## BEGIN Data supplied

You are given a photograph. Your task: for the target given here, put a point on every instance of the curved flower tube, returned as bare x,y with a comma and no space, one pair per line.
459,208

## END Data supplied
## BEGIN Data supplied

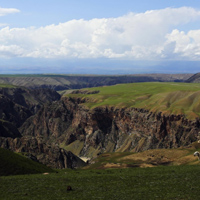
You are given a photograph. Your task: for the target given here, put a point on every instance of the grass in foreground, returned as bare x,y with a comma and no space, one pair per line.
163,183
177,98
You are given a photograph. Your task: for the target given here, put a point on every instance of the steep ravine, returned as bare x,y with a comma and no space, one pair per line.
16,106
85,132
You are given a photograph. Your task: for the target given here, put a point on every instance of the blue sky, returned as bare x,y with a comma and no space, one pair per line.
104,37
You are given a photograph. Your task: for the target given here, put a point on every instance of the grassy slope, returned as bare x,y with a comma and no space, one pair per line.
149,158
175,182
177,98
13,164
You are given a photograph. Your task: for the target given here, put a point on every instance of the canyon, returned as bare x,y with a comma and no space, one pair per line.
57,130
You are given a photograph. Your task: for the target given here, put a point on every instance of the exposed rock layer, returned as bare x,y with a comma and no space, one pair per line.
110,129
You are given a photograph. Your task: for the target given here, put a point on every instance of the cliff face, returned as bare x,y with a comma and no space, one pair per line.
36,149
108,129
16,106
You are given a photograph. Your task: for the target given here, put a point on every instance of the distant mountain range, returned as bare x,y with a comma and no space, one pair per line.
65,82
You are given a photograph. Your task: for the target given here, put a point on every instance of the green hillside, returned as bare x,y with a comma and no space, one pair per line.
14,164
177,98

## END Data supplied
## BEGIN Data supplied

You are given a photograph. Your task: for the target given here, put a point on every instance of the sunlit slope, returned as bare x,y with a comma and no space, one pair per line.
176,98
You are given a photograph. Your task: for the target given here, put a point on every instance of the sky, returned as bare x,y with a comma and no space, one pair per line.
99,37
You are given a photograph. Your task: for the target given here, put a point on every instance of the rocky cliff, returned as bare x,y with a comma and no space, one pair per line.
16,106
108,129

## END Data supplied

◆ **Goal of the exercise**: Pull out every line above that contains the word "cliff", copying each one in full.

◆ **Exercise output**:
You are given a photograph. Your task: for the target given here, put a point on every instance of the cliff face, returned as bare x,y with a comma and no space, one pair per line.
You are given a photograph. Your task: for the target given here, put a point on every instance of the rocky cliff, returned as bare x,y with a comma and no space, one pair per line.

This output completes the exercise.